* [Provided material]:
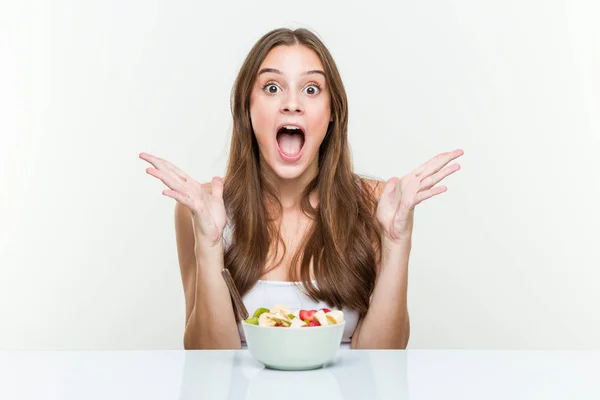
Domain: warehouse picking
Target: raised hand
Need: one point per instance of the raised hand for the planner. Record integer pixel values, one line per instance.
(400, 196)
(207, 207)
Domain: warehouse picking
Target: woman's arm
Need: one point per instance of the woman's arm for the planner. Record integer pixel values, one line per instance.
(210, 320)
(386, 324)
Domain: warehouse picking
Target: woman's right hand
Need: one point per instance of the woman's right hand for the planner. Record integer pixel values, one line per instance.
(207, 207)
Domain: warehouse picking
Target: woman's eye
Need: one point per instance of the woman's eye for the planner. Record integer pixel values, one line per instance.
(312, 90)
(271, 88)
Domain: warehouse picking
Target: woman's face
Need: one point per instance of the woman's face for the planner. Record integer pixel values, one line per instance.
(290, 111)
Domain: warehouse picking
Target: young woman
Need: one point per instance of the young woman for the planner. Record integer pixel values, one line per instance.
(291, 220)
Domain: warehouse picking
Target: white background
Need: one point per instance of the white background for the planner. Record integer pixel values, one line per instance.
(507, 258)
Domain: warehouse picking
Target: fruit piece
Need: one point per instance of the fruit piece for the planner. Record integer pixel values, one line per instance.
(281, 321)
(266, 319)
(260, 311)
(298, 323)
(320, 316)
(281, 310)
(307, 315)
(335, 317)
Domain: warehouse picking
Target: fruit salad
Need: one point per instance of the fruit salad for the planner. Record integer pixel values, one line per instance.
(281, 316)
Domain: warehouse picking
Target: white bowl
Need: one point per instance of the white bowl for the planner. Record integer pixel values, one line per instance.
(293, 349)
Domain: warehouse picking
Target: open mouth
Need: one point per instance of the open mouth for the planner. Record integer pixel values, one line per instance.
(290, 140)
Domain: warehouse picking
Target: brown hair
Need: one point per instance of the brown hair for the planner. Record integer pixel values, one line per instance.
(343, 239)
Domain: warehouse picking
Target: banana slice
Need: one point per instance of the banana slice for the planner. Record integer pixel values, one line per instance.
(266, 319)
(281, 310)
(335, 317)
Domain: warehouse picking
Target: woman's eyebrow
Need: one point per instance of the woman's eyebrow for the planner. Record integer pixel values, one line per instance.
(276, 71)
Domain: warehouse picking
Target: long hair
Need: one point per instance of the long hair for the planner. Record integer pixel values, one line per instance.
(343, 239)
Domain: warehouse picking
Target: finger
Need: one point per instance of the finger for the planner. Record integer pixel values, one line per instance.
(217, 187)
(180, 197)
(436, 163)
(159, 163)
(436, 178)
(167, 178)
(422, 196)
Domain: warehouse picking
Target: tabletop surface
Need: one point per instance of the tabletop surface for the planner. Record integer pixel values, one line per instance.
(354, 374)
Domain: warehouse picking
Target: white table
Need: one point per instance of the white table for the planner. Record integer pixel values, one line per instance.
(413, 374)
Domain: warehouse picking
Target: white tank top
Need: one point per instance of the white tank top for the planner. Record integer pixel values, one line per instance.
(271, 293)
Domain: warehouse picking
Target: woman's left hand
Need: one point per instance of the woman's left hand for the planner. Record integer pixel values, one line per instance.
(400, 196)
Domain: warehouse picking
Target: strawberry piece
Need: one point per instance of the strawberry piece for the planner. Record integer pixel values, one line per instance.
(306, 315)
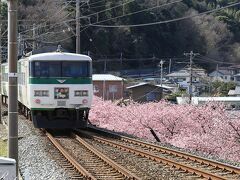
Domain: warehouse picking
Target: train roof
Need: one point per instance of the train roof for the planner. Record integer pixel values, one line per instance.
(59, 56)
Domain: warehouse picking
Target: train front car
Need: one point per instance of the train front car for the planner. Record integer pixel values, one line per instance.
(60, 89)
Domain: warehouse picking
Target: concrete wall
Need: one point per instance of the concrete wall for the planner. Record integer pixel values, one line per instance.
(109, 90)
(139, 94)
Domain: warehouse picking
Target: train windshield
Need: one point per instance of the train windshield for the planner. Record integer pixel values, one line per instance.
(60, 69)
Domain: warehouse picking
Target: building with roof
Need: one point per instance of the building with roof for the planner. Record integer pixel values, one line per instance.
(235, 92)
(222, 75)
(145, 92)
(108, 86)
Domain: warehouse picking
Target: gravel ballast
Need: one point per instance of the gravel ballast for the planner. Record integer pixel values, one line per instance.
(35, 154)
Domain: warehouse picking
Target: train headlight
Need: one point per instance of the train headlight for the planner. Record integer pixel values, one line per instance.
(41, 93)
(37, 101)
(81, 93)
(84, 101)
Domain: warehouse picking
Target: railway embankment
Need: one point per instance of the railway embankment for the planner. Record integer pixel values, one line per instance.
(35, 153)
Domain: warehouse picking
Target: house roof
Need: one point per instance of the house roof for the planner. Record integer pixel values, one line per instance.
(220, 72)
(235, 92)
(137, 85)
(231, 92)
(106, 77)
(145, 83)
(182, 73)
(237, 74)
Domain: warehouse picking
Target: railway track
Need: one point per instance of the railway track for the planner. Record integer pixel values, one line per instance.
(89, 163)
(190, 164)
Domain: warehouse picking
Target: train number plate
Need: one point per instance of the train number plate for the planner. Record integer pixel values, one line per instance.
(61, 93)
(61, 103)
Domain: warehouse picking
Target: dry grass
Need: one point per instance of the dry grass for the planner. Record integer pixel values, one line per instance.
(3, 148)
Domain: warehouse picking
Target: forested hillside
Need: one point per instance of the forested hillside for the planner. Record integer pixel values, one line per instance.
(213, 35)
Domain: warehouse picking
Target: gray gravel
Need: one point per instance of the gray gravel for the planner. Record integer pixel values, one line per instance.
(35, 155)
(197, 153)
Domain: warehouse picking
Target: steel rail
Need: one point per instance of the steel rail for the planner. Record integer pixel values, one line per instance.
(216, 164)
(156, 158)
(79, 168)
(110, 162)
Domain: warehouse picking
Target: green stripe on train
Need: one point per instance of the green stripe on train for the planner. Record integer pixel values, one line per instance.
(52, 109)
(36, 80)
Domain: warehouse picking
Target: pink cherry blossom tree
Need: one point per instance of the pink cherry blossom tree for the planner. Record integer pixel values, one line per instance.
(208, 128)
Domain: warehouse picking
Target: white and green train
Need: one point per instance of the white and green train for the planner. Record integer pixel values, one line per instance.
(54, 89)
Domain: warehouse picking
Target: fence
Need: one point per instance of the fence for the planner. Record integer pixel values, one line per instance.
(3, 141)
(3, 148)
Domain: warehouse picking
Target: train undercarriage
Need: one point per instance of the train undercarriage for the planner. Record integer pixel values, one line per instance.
(58, 118)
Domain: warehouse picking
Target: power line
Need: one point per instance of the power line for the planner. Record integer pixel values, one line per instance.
(136, 12)
(167, 21)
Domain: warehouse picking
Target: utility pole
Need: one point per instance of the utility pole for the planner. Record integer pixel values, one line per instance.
(191, 55)
(0, 61)
(78, 27)
(161, 65)
(12, 82)
(170, 64)
(121, 63)
(105, 66)
(34, 36)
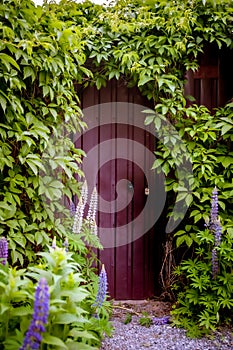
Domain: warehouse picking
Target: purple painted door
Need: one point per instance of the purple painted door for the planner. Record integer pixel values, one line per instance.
(119, 159)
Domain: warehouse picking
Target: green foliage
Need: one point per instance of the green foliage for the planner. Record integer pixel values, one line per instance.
(45, 53)
(72, 322)
(204, 302)
(39, 61)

* [What the exercise asks]:
All the lines above are to be given again exactly as they read, with the pictures removed.

* [Answer to this task]:
Domain: warehouse picking
Target: raised hand
Need: one point per instance of the raised hand for the planner. Record integer pixel values, one line per instance.
(400, 196)
(207, 207)
Domain: warehouse picking
Target: woman's arm
Need: one point per instance of the woman's arm for the planner. Record integer pixel values, one line per instance.
(210, 320)
(386, 324)
Domain: warehouse picking
Target: woman's right hand
Need: one point per instance of the woman's right hand for the planner. Record integer pixel values, one line per instance.
(207, 207)
Domain: warehouse picking
Target: woman's eye
Need: one point per instance of the woman's eye for the planner. Record integer pixel values, one line per instance.
(312, 90)
(271, 88)
Domain: warehouse picking
Target: woman's face
Need: one point per instance of the woman's face for the planner. Record integer pixel values, one line per instance.
(290, 111)
Domain: warehouse picking
Target: young woman
Need: one point per instance of the young woman for the planner. Record integer pixel values, one line per instance.
(291, 220)
Domain: warehouse picking
Target: white background
Need: one point per instance of the white background for the planner. Record integer pixel values, one line per instance.
(507, 258)
Domain: warehouse picking
Target: fruit piece
Need: one point per instance of the fruit piece for the planner. Record integer pixel values, one line per instance.
(281, 321)
(266, 319)
(260, 311)
(298, 323)
(320, 316)
(281, 310)
(307, 315)
(335, 317)
Domain: warehouse picking
Target: fruit salad
Need: one point per instance of the fruit salad for the planner. Record integer pixel values, one line per instance.
(281, 316)
Domain: warehouse picking
Target: white bowl
Need: one point per instance of the white bowl for the planner. Record integer pixel values, one line per instance.
(293, 349)
Domain: warehouse picking
Target: open mouth
Need: one point per instance of the open mouth for the planner. Record integer pixel values, one line per instance.
(290, 140)
Domain: warehouse picking
Target: brown hair
Need: one point per instance of the brown hair for the planner. Record integer pixel values, one line per instance.
(343, 239)
Domain: warehouse picking
Target: banana slice
Need: one point per instance of the banana slice for the planner. Record integer pixel values, one line per instance.
(266, 319)
(281, 310)
(335, 317)
Domain: warehouse picking
Target: woman's eyebrow
Need: one point per instance of the woman's eyebrow for the planner. Record integer pixel values, one line per instance.
(276, 71)
Domain: warehouse picking
Target: long hair
Need: one point per instance of the long hair for the planner. Record integer pixel values, one line per instance.
(343, 239)
Domain: warehouse picking
Target: finger
Need: one point per instance of the finger for the planner. Record integer pixel values, one line per instance.
(217, 187)
(180, 197)
(436, 163)
(159, 163)
(436, 178)
(167, 178)
(422, 196)
Domain: warehouse picking
Target: tabletop surface
Need: one point per instance of the tabletop surface for the planner. Record integer pixel values, one line per instance.
(354, 374)
Domain: warehouse picking
Target: white table
Need: one point per instance of the white table for the planner. Record integer pixel values, one line per instance.
(413, 374)
Domain: warehouse picking
Target: white tank top
Need: one point per instance of the white tank top for the planner. Record integer pixel values, one line per instance.
(271, 293)
Domain: warehouse picking
Target: woman's left hand
Need: one point per instance of the woman's left hand for the planner. Record integer pixel values, one line per instance.
(400, 196)
Domain: warehouse picking
Target: strawberry piece
Need: one point per instance of the strawberry piece for the planner. Record integer pixel values, one line per instance.
(306, 315)
Domain: warehouse picking
Target: train roof
Need: one point per instance of the train roof for the planner. Record integer pixel values, one line per instance.
(59, 56)
Domain: warehouse picking
Target: train front car
Need: one point per instance of the train front car for the planner. Record integer pixel values, one line per instance.
(60, 89)
Domain: warehouse picking
Target: concrete wall
Need: one point per instance of the concrete wall for the planner. Record integer pixel values, one line per instance.
(109, 90)
(139, 94)
Domain: warehouse picking
Target: train windshield
Need: one point per instance of the train windshield for the planner. Record integer pixel values, one line per instance.
(60, 69)
Domain: warehouse picking
Target: building with roof
Need: one point per instance of the building with roof for the planner. Record integer pixel values, one line per instance.
(235, 92)
(222, 75)
(145, 92)
(108, 86)
Domain: warehouse picking
Target: gravel ballast
Need: one point per instance of the gravel ballast for the planner. Record integer pixel values, one line per instance.
(35, 154)
Domain: warehouse picking
Target: train headlight
Need: one point per instance of the train headlight for the planner. Record integer pixel values, one line per instance.
(41, 93)
(37, 101)
(81, 93)
(84, 101)
Domain: warehouse picking
Target: railway embankment
Need: one point per instance of the railway embankment for the planner. Record integer pixel values, one line per instance.
(35, 153)
Domain: warehouse picking
Target: house roof
Need: one point per instance of the house roof for the planner. Record integer pixel values, one line per instance.
(220, 72)
(235, 92)
(137, 85)
(231, 92)
(106, 77)
(145, 83)
(182, 73)
(237, 74)
Domain: warehouse picking
Target: railway track
Need: one point per instance of the railway track for the planner. Record integer pixel values, one line per instance.
(89, 163)
(190, 164)
Domain: warehouse picking
Target: train number plate
Need: one point per instance of the train number plate for the planner. Record integer pixel values, one line per instance.
(61, 93)
(61, 103)
Domain: warehouse picking
Target: dry grass
Need: one point per instance of the dry grass for the planner. Record integer pixel values, one line per instance.
(3, 148)
Domain: warehouse picking
Target: forested hillside
Need: one point per instance of the forested hillside for the planner. Record integer pixel values, one line per instance.
(213, 35)
Domain: warehouse picking
Target: gray gravel
Need: one point per instance of the gray gravel for the planner. Record integer pixel values, one line per instance.
(35, 155)
(197, 153)
Domain: warehouse picking
Target: steel rail
Need: one point per instance of the steel rail for the planner. Record integer pixel values, one line per instance.
(216, 164)
(156, 158)
(79, 168)
(110, 162)
Domain: warehouse picking
Target: green stripe on train
Need: one point per instance of the green stripe on train for the planner. Record integer pixel values, one line per instance.
(52, 109)
(36, 80)
Domain: warehouse picking
Target: pink cherry blossom tree
Need: one point per instance of the pink cherry blossom tree for the planner. Record integer pixel values, one line per instance.
(208, 128)
Domain: warehouse picking
Target: white and green train
Need: one point per instance of the white and green train for the planner. Record integer pixel values, one line per instance.
(54, 89)
Domain: warehouse picking
Target: fence
Need: one point per instance of the fence for the planner. Record integer pixel values, one line per instance.
(3, 141)
(3, 148)
Domain: warehouse picking
Target: train undercarriage
Need: one point per instance of the train undercarriage for the planner. Record integer pixel values, one line per instance.
(58, 118)
Domain: warehouse picking
Target: power line
Need: one point per instance of the power line for the planner. Record integer pixel values, one line per instance.
(136, 12)
(167, 21)
Domain: warehouse picking
Target: utility pole
Need: one point per instance of the utility pole for the planner. Record integer pixel values, one line per instance.
(191, 55)
(0, 61)
(78, 27)
(161, 65)
(12, 82)
(170, 64)
(121, 63)
(105, 66)
(34, 36)
Domain: warehouse picking
Target: purple painted door
Need: one point per instance of the purple painted door for the planner. Record integer pixel values, one line per instance.
(119, 159)
Domain: warehouse picking
Target: green foliage
Need: one point per instance of the green foliage for the planner. Record integer pixel values, one line per instance.
(45, 53)
(72, 322)
(204, 302)
(39, 61)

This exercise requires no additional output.